Young Lochinvar is a 1923 British silent historical drama film directed by W. P. Kellino and starring Owen Nares, Gladys Jennings, and Dick Webb. The screenplay was based on J. E. Muddock’s 1896 novel Young Lochinvar, A Tale of the Border Country, which was based on Canto V, XII of the poem Marmion by Walter Scott.

Plot
In 15th century Scotland, a young knight, Lochinvar,  was betrothed from birth to Cecilia, daughter of Johnstone of Lockwood. Helen is betrothed to Musgrave, a man she does not love. Lochinvar and Helen meet and fall in love, and Musgrave is wounded by Cecilia's brother Alick. Helen doesn't want to marry Musgrave, and as the date of her wedding draws near she sends a message to Lochinvar to help her.

Lochinvar arrives at Helen's wedding, asking for a dance. He sweeps her off her feet and onto his horse, and rides away with her. The couple are married at Lochinvar's home. Helen's family follows, and threaten violence, but Musgrave arrives, states that Lochinvar and Helen are in love, and he wishes them a happy life.

● **GOALS**:
1: In the Young Lochinvar film summary, who wounds Musgrave?
2: Continue the Young Lochinvar film summary from its final sentence.
These items come from a separate source, unrelated to the Young Lochinvar film summary.

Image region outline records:
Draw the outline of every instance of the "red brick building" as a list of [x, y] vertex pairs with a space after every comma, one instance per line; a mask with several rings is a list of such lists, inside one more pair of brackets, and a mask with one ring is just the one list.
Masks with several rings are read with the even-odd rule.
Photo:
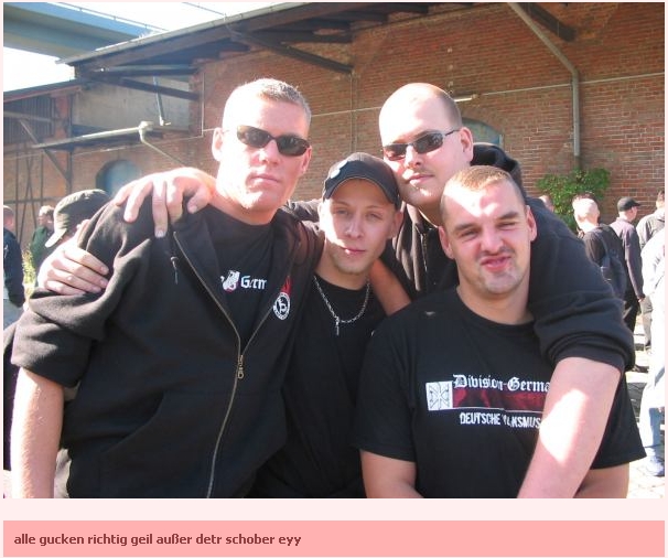
[[[302, 39], [304, 30], [312, 39]], [[217, 52], [205, 53], [211, 37]], [[623, 195], [645, 215], [665, 185], [664, 37], [662, 2], [309, 3], [116, 45], [66, 61], [78, 82], [6, 94], [4, 203], [18, 212], [25, 246], [40, 205], [71, 191], [112, 187], [119, 176], [176, 160], [214, 172], [212, 130], [229, 92], [270, 76], [299, 86], [313, 111], [314, 155], [300, 198], [320, 194], [334, 160], [355, 150], [378, 154], [385, 98], [405, 83], [429, 82], [473, 97], [460, 108], [474, 136], [492, 133], [520, 161], [530, 193], [546, 173], [603, 167], [612, 179], [604, 221]], [[144, 78], [146, 90], [128, 88], [129, 68], [155, 62], [159, 51], [174, 65], [187, 63], [187, 82], [151, 89]], [[122, 79], [101, 82], [94, 69], [106, 63]], [[158, 122], [155, 95], [176, 88], [187, 90], [166, 110], [177, 126], [158, 126], [144, 138], [150, 146], [141, 143], [140, 120]], [[15, 115], [25, 122], [26, 112], [33, 117], [21, 128]]]

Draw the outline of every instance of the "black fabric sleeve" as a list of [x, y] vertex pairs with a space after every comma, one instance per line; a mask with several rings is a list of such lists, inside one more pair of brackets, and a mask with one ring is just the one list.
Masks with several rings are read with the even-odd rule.
[[[144, 204], [143, 215], [147, 215]], [[120, 211], [119, 211], [120, 210]], [[105, 324], [123, 290], [146, 261], [150, 219], [127, 224], [122, 208], [108, 205], [86, 226], [80, 247], [112, 270], [101, 293], [63, 296], [39, 288], [17, 328], [12, 363], [63, 386], [80, 379], [90, 347], [105, 336]]]
[[2, 266], [4, 271], [4, 287], [7, 288], [7, 294], [11, 303], [15, 307], [20, 307], [25, 302], [21, 247], [12, 236], [4, 239], [3, 248]]
[[645, 457], [626, 377], [622, 375], [592, 469], [621, 465]]
[[554, 366], [579, 356], [624, 371], [633, 366], [633, 334], [600, 268], [565, 223], [528, 200], [538, 236], [531, 245], [529, 310], [541, 354]]

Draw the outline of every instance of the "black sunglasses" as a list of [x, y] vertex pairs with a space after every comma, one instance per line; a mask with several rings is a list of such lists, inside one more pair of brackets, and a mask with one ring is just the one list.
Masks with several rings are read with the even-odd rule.
[[237, 139], [245, 146], [260, 149], [271, 140], [276, 141], [279, 153], [288, 157], [303, 155], [311, 147], [305, 139], [299, 136], [271, 136], [268, 131], [254, 128], [252, 126], [237, 126]]
[[408, 146], [412, 147], [420, 154], [429, 153], [430, 151], [435, 151], [439, 149], [448, 136], [459, 130], [460, 128], [455, 128], [454, 130], [450, 131], [429, 131], [410, 143], [389, 143], [387, 146], [383, 146], [383, 153], [390, 161], [403, 159], [406, 157]]

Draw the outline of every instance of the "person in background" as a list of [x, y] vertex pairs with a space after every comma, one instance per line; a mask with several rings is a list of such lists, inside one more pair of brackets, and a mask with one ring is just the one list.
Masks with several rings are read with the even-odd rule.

● **RESPONSES FOR EACH TASK**:
1: Cecilia's brother Alick.

2:
Cast
 Owen Nares as Lochinvar
 Gladys Jennings as Ellen Graeme
 Dick Webb as Musgrave
 Cecil Morton York as Johnstone
 Charles Barratt as Alick Johnstone
 Bertie Wright as Brookie
 Lionel Braham as Jamie the Ox
 Dorothy Harris as Cecilia Johnstone
 J. Nelson Ramsay as Graeme

References

Bibliography
 Low, Rachael. History of the British Film, 1918–1929. George Allen & Unwin, 1971.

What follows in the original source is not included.